►

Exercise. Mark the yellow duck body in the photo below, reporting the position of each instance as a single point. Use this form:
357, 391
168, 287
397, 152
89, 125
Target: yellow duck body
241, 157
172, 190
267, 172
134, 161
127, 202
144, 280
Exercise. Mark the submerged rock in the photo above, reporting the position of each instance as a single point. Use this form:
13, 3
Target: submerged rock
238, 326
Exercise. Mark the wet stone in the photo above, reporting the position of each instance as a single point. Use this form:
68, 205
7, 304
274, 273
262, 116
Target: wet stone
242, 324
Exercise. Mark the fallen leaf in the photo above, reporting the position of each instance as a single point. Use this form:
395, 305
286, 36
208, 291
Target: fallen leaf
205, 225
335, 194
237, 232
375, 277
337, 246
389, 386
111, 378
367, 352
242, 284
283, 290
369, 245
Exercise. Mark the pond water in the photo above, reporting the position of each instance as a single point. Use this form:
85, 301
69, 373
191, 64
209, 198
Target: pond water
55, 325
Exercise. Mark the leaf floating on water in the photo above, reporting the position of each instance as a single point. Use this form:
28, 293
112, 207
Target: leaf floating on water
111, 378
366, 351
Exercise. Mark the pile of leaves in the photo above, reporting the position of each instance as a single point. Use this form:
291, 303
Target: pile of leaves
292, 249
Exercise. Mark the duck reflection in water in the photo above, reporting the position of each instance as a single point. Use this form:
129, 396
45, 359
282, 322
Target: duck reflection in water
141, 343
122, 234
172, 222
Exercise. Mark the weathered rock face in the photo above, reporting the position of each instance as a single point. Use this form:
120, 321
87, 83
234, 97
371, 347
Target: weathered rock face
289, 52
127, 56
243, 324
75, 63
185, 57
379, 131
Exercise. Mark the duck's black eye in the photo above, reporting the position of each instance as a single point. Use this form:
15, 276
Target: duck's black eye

◄

### What is expected:
Render every line of the entries above as a numbered list, leaving out any blank lines.

### Solution:
1. Exercise. Mark the yellow duck body in the photo below, reporting the position of each instance as a single point. Use this form:
2. 357, 391
3. 168, 287
4. 397, 152
5. 89, 125
6. Target: yellow duck body
7. 241, 157
8. 172, 190
9. 267, 172
10. 134, 161
11. 127, 202
12. 144, 280
13. Exercise. Mark the submerged rock in the photo above, reporting the position of each instance as a single point. Use this form:
14. 13, 3
15. Target: submerged rock
16. 238, 326
17. Exercise. Mark the wet stone in the photo above, reporting the position of each instance as a single point. Use this form:
18. 68, 205
19. 7, 304
20. 274, 273
21. 262, 116
22. Target: wet stone
23. 242, 324
24. Exercise. Mark the fallen leaf in the photo above, reporting the position of each instance as a single point. Use this form:
25. 395, 305
26. 286, 36
27. 208, 291
28. Target: fallen leaf
29. 205, 225
30. 335, 194
31. 237, 232
32. 375, 277
33. 337, 246
34. 389, 386
35. 111, 378
36. 367, 352
37. 242, 284
38. 283, 290
39. 369, 245
40. Exercise. Mark the pond water in the photo above, reporting the position of each instance as a single point. Use this form:
41. 85, 301
42. 69, 373
43. 191, 64
44. 209, 198
45. Target: pond water
46. 55, 325
47. Exercise. Mark the leaf floating on water in the photo above, reporting the position of each instance as a single point. Use this form:
48. 28, 293
49. 112, 207
50. Target: leaf floating on water
51. 111, 378
52. 366, 351
53. Exercise. Mark the pile of leaves in the photo above, reporting the position of each instance as a single point. Use this form:
54. 291, 303
55. Target: pile of leaves
56. 292, 249
57. Exercise. Mark the duck reflection in water in the photo above, reporting the position of each instance as a single point. Use this form:
58. 129, 396
59. 45, 359
60. 282, 322
61. Target: duck reflection in water
62. 141, 343
63. 122, 234
64. 172, 222
65. Exercise. Mark the weathered rock face in the photo above, reporting the position of each instance as a single point. Use this form:
66. 120, 321
67. 87, 83
68. 234, 97
69. 371, 347
70. Target: weathered rock face
71. 289, 52
72. 127, 56
73. 243, 324
74. 75, 63
75. 185, 57
76. 379, 131
77. Exercise. Mark the duck's black eye in the photo above, reporting the position of each instance as a single point. Use this form:
78. 15, 276
79. Target: duck's black eye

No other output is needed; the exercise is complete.